20 Desember 2011

Dila Terinfeksi Racun Korea

“Mbak, ajarin Dila Matematika ya…” pinta Dila, sepupu saya yang duduk di kelas 6 SD.
“OK” jawab saya.
Dila membawa satu lembar soal Matematika yang ternyata setelah saya baca adalah soal-soal untuk Ujian Akhir Semester (UAS). Ketika saya tanyakan, Dila menjawab bahwa gurunya memang yang memberikan dan menyuruh agar anak muridnya mengerjakan soal-soal UAS itu di rumah. Satu lembar kertas itu berisi soal pilihan ganda sebanyak 50 soal dan 5 soal essai.

“Dila kerjakan dulu soal-soal yang mudah, nanti kalau ada masalah dan ada yang tidak Dila mengerti baru mbak kasi tahu” begitulah cara saya mengajar, membiarkan Dila untuk berusaha lebih dulu.



Beberapa menit dia habiskan untuk mengerjakan soal nomor 1 dan 2 yang bila saya lihat adalah soal yang terbilang mudah untuk seorang pelajar kelas 6 SD seperti dia, karena soal itu hanya menampilkan proses tambah, kurang, bagi dan kali, dimana semua operasi perhitungan itu dijadikan satu. Namun, Dila terlihat bingung, setengah jam dia habiskan untuk menyelesaikan kedua soal itu. Ketika saya tanya apakah ada kesulitan, dia menjawab tidak ada, dia masih berusaha.

Ketika Dila telah mendapat jawabannya, ternyata tidak sesuai dengan pilihan jawaban yang ada pada soal UAS tersebut. Saya meneliti jalur pencarian jawaban Dila, ternyata dia tidak teliti karena ada kesalahan di sana sini, misalnya 9 x 9 = 81, tetapi Dila menulis justru sebaliknya 18. Saya kembali mengingatkan dan memperbaikinya.

Berlanjut ke soal berikutnya, Dila mulai menyerah.
“Mbak… mbak aja yang ngerjain kenapa…???” rengeknya.
“Loh, yang ujian kan kamu, mbak hanya membantu untuk ngajarin. Kapan lembar jawaban ini di kumpul?”
“Besok mbak…” ratapnya sedih karena tidak berhasil membujuk saya untuk membantunya menyelesaikan soal-soal Matematika itu.

**Data Tersedia**
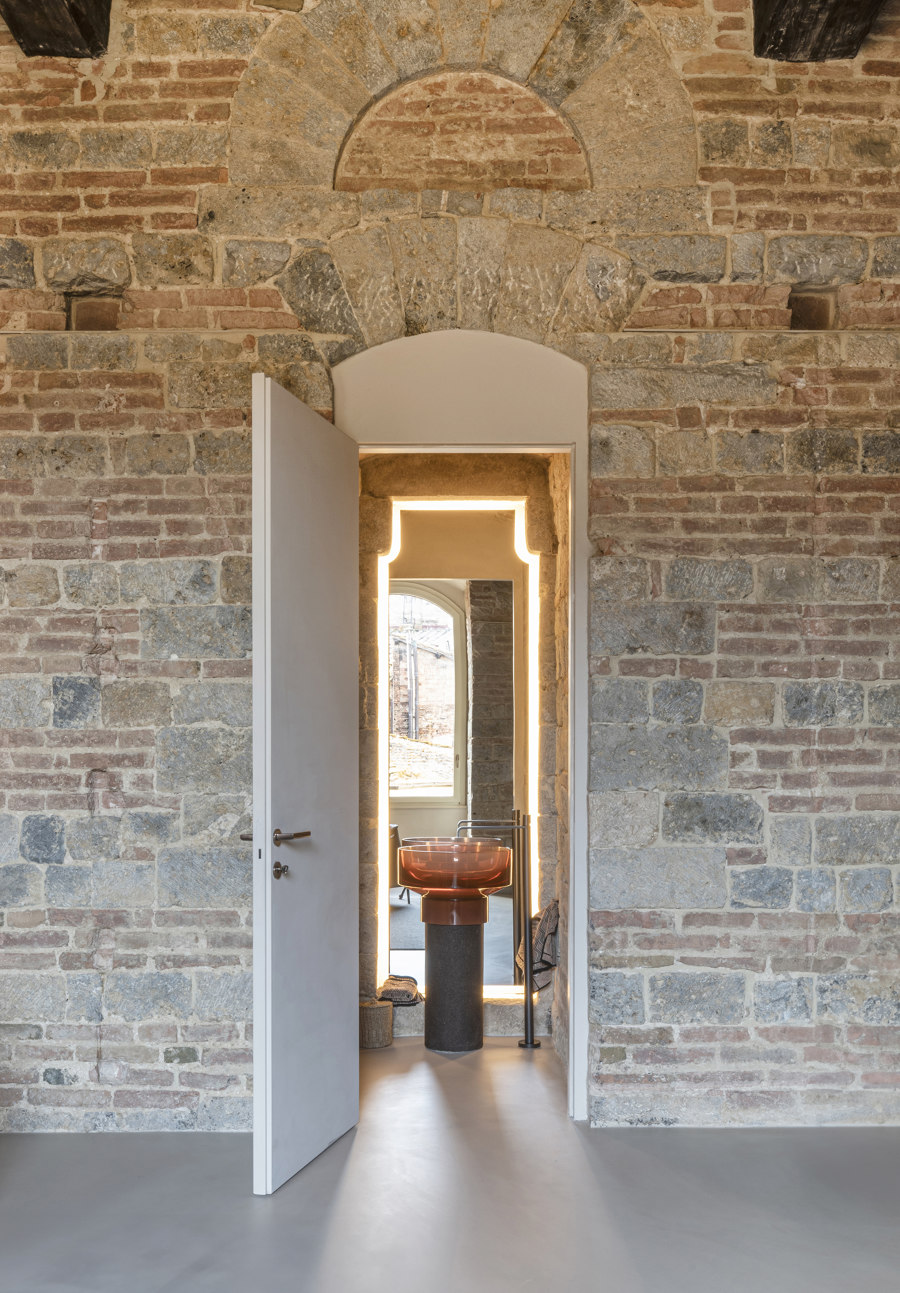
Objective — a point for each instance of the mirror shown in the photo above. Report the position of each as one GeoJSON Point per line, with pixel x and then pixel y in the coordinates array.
{"type": "Point", "coordinates": [457, 654]}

**Instruksi Tugas 1**
Ringkaslah cerita tentang Dila yang belajar Matematika dalam dua kalimat.
**Instruksi Tugas 2**
Tuliskan lanjutan cerita tentang Dila dan soal UAS Matematikanya, dimulai setelah kalimat terakhir yang ditampilkan.

**Jawaban 1**
Dila, sepupu penulis yang duduk di kelas 6 SD, meminta diajari Matematika dengan membawa selembar soal UAS berisi 50 soal pilihan ganda dan 5 soal esai yang diberikan gurunya untuk dikerjakan di rumah. Ia menghabiskan setengah jam untuk dua soal yang terbilang mudah dan membuat kesalahan hitung, seperti menulis 18 untuk 9 x 9, lalu pada soal berikutnya mulai menyerah dan merengek agar soal itu dikerjakan untuknya, padahal lembar jawaban harus dikumpulkan keesokan harinya.

**Jawaban 2**
“Nggak… mbak nggak mau ngerjainnya. Kamu yang ngerjain dan mbak yang bantuin atau ngajarin” tegasku sekali lagi.
Akhirnya Dila manyun dan ngambek, pulang ke rumahnya dan tidak menyelesaikan tugas Matematikanya.

Kejadian ini sudah beberapa kali terjadi. Sesaat saya merasa, “Apakah saya terlalu tegas? Apakah cara mengajar saya yang salah?” . Setelah saya intropeksi kembali, bahwa sikap saya sudah benar seperti halnya seorang guru mengajarkan muridnya. Mungkin, cara berpikir Dila yang harus di rubah. Selama ini, di dalam mindset dia, kalau saya membantunya mengajar adalah bahwa saya yang harus mengerjakan semua PR sekolahnya.

Pola pikir yang sangat berbeda antara anak-anak beberapa tahun silam dengan anak-anak zaman sekarang. Miris saya. Dila adalah salah satu contoh anak-anak generasi sekarang yang pola pikirnya sudah teracuni dengan kesenangan semata tanpa memegang penuh tanggung jawabnya terhadap pendidikannya sendiri.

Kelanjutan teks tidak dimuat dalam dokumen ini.